Setengah jalur Jalan Arjuno, di depan Pengadilan Negeri (PN) Surabaya, sempat tidak bisa dilewati pengguna jalan karena ada aksi unjuk rasa dua kubu yang sama-sama mengklaim sebagai warga eks lokalisasi Jarak Dolly, Senin (3/9/2018).
Sekitar pukul 09.00 WIB, warga Jarak Dolly yang tergabung dalam Forum Komunikasi Warga Jarak Dolly (Forkaji) menuntut agar Hakim PN Surabaya menolak gugatan Class Action yang diajukan Komunitas Pemuda Independen (Kopi) dan Forum Pekerja Lokalisasi (FPL).
Unjuk rasa itu awalnya berlangsung damai. Sekitar satu jam kemudian, kurang lebih 200 orang massa kelompok KOPI dan FPL datang dengan mobil komando untuk melakukan aksi unjuk rasa. Kedua kubu pun saling berhadap-hadapan.
Massa kelompok KOPI dan FLP mempertanyakan kenapa gugatan class action tentang hak ekonomi warga eks lokalisasi Jarak Dolly senilai Rp270 miliar yang mereka ajukan ke Pengadilan Negeri Surabaya tidak diterima?
Karena saling berhadapan, polisi mengatur agar posisi mereka berjarak dengan harapan tidak terjadi gesekan fisik yang bisa menimbulkan keributan. Meski saling berorasi, kedua massa terkendali. Tidak ada gesekan fisik yang terjadi akibat tindakan provokasi dalam aksi ini.

__CUPLIKAN MATERI__:
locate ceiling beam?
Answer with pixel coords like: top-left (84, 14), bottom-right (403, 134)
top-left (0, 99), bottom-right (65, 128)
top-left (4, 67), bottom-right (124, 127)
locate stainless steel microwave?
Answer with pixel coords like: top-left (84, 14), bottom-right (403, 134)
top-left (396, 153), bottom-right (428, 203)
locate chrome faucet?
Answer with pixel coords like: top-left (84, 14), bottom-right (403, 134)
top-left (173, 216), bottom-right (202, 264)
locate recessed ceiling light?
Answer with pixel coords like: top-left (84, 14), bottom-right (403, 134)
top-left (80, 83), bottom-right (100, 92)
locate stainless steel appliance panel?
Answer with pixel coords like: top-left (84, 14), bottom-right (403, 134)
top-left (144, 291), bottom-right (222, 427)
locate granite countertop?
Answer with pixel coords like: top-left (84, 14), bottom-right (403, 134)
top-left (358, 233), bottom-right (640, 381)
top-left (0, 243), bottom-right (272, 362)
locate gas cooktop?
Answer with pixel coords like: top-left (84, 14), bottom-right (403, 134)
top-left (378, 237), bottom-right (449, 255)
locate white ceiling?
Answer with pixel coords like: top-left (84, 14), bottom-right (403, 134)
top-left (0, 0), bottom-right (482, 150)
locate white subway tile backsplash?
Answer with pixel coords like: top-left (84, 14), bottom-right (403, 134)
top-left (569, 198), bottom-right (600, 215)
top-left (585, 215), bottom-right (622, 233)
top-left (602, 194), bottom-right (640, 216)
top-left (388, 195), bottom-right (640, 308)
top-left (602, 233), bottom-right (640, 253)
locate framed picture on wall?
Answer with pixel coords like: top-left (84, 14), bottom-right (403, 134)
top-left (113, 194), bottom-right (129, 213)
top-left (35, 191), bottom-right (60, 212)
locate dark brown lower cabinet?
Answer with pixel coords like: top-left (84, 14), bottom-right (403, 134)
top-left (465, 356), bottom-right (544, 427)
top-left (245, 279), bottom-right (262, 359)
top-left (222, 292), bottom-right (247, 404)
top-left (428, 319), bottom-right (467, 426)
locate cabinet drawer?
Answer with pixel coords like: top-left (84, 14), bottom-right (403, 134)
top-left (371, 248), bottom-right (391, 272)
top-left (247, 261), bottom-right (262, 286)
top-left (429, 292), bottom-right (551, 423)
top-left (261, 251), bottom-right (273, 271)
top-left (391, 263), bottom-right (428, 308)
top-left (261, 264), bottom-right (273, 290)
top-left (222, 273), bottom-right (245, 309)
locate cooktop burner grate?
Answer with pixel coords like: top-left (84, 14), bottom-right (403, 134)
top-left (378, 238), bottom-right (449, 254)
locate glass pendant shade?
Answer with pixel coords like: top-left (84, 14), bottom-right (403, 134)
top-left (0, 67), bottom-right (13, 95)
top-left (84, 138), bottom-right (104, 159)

__SOAL__: Kutip tanpa perubahan bagian berita unjuk rasa di depan PN Surabaya dari "Unjuk rasa itu" sampai "pun saling berhadap-hadapan.".

__HASIL__:
Unjuk rasa itu awalnya berlangsung damai. Sekitar satu jam kemudian, kurang lebih 200 orang massa kelompok KOPI dan FPL datang dengan mobil komando untuk melakukan aksi unjuk rasa. Kedua kubu pun saling berhadap-hadapan.